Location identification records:
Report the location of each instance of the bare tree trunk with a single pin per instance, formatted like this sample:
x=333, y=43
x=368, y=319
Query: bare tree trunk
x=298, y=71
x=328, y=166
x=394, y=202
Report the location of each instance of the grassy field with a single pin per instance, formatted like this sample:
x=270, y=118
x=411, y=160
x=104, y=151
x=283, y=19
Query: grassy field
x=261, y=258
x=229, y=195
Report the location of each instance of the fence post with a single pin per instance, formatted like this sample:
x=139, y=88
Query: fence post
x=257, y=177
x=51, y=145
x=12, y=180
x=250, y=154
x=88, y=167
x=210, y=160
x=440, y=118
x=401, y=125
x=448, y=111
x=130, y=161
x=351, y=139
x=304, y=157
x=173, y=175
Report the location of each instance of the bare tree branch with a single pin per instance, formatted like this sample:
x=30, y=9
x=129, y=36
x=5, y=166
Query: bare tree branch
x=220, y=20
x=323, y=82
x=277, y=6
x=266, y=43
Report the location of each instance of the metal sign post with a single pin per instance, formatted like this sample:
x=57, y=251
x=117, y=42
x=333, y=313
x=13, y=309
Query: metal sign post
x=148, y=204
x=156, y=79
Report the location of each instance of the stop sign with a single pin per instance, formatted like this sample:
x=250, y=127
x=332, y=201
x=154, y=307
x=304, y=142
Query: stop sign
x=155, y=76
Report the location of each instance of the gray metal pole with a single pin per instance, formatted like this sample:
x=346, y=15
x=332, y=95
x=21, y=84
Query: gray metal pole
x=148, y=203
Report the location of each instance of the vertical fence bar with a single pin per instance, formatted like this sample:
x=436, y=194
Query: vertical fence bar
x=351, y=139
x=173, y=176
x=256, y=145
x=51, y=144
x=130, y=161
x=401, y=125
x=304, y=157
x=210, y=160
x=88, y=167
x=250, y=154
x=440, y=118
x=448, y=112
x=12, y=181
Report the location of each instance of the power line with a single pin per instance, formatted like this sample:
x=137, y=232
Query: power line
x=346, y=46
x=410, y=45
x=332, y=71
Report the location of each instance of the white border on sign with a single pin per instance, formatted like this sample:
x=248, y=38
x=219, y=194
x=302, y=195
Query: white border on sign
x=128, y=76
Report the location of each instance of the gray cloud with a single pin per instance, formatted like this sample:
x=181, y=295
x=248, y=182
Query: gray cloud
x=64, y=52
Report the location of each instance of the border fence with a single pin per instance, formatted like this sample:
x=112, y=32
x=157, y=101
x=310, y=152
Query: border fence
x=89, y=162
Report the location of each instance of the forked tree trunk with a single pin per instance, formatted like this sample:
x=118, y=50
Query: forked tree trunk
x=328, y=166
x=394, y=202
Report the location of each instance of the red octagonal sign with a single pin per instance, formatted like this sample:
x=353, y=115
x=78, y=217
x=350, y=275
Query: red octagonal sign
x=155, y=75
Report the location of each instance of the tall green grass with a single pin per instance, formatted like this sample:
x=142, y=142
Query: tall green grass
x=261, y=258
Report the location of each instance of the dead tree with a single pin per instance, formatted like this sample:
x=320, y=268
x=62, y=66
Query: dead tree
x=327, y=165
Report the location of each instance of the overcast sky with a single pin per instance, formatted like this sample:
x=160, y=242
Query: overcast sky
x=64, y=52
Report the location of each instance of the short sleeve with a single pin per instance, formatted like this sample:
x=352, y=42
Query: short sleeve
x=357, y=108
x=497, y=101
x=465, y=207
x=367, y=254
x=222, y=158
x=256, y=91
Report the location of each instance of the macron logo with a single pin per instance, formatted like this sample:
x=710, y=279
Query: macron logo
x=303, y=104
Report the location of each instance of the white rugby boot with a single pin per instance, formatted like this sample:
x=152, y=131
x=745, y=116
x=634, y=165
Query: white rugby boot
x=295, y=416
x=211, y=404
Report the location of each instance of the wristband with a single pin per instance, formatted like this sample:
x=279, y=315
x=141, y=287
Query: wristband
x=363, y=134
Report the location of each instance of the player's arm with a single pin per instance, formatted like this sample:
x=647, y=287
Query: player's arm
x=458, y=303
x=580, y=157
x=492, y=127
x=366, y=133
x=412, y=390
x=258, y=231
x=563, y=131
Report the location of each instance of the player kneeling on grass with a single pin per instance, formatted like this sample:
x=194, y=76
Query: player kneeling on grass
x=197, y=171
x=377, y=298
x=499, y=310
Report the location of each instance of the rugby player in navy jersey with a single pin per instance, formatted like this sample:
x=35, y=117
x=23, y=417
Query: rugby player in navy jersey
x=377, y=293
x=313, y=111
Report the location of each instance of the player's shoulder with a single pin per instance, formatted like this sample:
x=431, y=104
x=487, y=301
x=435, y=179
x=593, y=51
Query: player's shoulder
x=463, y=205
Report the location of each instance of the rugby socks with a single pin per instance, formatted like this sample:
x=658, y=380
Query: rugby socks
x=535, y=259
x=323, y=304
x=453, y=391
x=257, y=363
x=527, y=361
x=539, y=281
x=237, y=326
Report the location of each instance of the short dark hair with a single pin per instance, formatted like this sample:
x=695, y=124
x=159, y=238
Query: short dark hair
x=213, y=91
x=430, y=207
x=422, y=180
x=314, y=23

Goal:
Copy out the records from the line with "Report the location of each instance of the tall" up to and including the line with "x=327, y=165", keeping the requests as they are. In the answer coordinates only, multiply every number by 1.8 and round to a whole number, rounding halves up.

Exercise output:
Report the location of each instance of the tall green grass with a single pin per instance, formatted like this sample:
x=142, y=142
Query: tall green grass
x=470, y=464
Report the location of each instance of the dead tree with a single pin per instance, formatted like this sample:
x=320, y=268
x=62, y=66
Query: dead tree
x=589, y=297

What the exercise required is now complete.